Could you swap "object localization" for "object detection" throughout the listing below and reproduce every line with nothing else changed?

— Begin Dataset records —

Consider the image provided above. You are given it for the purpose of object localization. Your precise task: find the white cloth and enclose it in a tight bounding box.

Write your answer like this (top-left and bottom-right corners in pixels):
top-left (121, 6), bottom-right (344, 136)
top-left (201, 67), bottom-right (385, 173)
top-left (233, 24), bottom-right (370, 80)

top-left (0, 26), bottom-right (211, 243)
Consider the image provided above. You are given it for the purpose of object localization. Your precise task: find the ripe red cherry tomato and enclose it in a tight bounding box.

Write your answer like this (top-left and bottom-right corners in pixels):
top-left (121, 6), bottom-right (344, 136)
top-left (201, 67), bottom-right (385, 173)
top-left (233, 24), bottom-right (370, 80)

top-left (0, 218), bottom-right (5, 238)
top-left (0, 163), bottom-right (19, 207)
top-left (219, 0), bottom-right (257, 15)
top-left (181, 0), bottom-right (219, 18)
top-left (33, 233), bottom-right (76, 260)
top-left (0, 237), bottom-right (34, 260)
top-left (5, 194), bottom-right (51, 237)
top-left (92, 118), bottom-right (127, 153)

— End Dataset records —

## Solved problem
Consider the image provided above. You are given it for the purpose of object detection. Your precise task: find the white cloth and enclose it in a tight bounding box.

Write your answer like this (top-left and bottom-right corners in pixels):
top-left (121, 6), bottom-right (344, 136)
top-left (201, 67), bottom-right (385, 173)
top-left (233, 24), bottom-right (370, 80)

top-left (0, 26), bottom-right (211, 243)
Consider the image provided above. You are given it for the purpose of object detection. Your precise task: find the ripe red cherry tomato and enclose it in a tight bounding box.

Write your answer like this (top-left and bottom-right corners in pixels):
top-left (121, 6), bottom-right (344, 136)
top-left (201, 67), bottom-right (385, 173)
top-left (233, 24), bottom-right (370, 80)

top-left (0, 218), bottom-right (5, 238)
top-left (0, 163), bottom-right (19, 207)
top-left (219, 0), bottom-right (257, 15)
top-left (181, 0), bottom-right (219, 18)
top-left (33, 233), bottom-right (76, 260)
top-left (0, 237), bottom-right (34, 260)
top-left (5, 194), bottom-right (51, 237)
top-left (92, 118), bottom-right (127, 153)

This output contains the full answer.